PROVIDED TEXT:
*****
CHAIR: Thank you. Mr Redford, did you want to make any opening comments?

Mr Redford : I only want to reinforce the commitment from the Ceduna Business & Tourism Association to support the venture. It has been made quite clear by our members that they are right behind it, and I am here in this capacity today to bring that information to you.

Senator SIEWERT: Thank you for your submissions and evidence. You made a comment about how when you were implementing some of the previous recommendations it fell short. I am not trying to put words in your mouth, but my understanding is that they were perhaps not implemented as well as they could have been. Is that a correct understanding?

Councillor Suter : They were effective to some extent but not to the extent that they would have been had we been clever enough to garner strong support from the Aboriginal community. We were not able to do that at the time, and we have learned from that mistake.

Senator SIEWERT: I would like to ask a little bit about the ID Tech system that you talk about in your submission. You said that was effective for a while. What else can't you buy on it? Is it just about the sale of the cask wine?

Councillor Suter : Initially you could buy no cask wine at all. Then it was amended to include, as an emergency response, no availability of any form of takeaway alcohol to members of the nominated communities—which in our area include the Pitjantjatjara, Oak Valley and Yalata communities. The system simply monitors, firstly, whether someone is eligible to purchase alcohol and that they are not subject to some form of barring order and, secondly, where there is a limit per-day, that that limit is not exceeded. It has been a very good initiative, but people have found a way around it by getting others to purchase on their behalf. It is effective but not as effective as it might have been.

Senator SIEWERT: So the person has to present some form of ID and it then depends if they are on the system.

Councillor Suter : That is correct. At the moment there are 60 people who are subject to police issued welfare barring orders because they have been involved in incidents that involved alcohol, including family violence, assault or similar offences. The ID Tech system very quickly identifies those people.

Senator SIEWERT: So it is just them, not everybody.

Councillor Suter : Every person who purchases alcohol must produce ID.

Senator SIEWERT: And then, if they are barred, those restrictions apply?
*****
RECORD EXTRACTS:
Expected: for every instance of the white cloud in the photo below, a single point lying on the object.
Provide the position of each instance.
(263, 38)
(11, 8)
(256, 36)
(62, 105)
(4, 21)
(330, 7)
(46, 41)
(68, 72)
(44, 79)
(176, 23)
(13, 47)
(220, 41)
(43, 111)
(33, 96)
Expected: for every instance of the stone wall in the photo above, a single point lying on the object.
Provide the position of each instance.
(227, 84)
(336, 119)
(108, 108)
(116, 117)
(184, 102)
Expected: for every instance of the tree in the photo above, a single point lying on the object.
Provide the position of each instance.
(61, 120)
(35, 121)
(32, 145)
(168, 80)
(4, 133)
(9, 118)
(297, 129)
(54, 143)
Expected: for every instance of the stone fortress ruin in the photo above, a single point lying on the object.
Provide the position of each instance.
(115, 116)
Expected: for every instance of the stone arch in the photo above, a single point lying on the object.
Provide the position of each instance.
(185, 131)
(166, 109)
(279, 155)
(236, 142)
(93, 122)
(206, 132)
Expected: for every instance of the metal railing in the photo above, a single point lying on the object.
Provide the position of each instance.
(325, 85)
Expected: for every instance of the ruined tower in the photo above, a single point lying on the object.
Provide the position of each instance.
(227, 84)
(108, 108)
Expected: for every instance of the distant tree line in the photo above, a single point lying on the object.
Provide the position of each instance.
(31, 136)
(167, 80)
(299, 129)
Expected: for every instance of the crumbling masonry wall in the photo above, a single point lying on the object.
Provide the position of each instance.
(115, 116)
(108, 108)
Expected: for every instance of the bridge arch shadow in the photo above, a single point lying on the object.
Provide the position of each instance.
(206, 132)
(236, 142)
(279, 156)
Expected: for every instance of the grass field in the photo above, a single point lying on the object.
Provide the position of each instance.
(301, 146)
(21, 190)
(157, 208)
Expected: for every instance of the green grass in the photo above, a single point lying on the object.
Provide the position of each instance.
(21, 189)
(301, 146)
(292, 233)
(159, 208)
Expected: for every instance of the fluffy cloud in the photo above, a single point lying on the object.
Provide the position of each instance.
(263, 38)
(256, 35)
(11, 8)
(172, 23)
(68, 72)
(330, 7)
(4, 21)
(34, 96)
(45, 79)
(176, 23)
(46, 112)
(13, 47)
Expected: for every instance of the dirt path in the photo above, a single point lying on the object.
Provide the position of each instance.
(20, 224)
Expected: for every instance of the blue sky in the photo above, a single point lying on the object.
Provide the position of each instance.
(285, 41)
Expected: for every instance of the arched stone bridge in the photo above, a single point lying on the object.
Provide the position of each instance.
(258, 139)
*****
EXERCISE REQUIREMENTS:
Could you rename "cask wine" as "boxed wine" in the hearing transcript passage that opens with the words containing "Senator SIEWERT: I" and closes with "the cask wine?", and give that passage back in full? The rows are separate material, apart from the hearing transcript.

WRITTEN ANSWER:
Senator SIEWERT: I would like to ask a little bit about the ID Tech system that you talk about in your submission. You said that was effective for a while. What else can't you buy on it? Is it just about the sale of the boxed wine?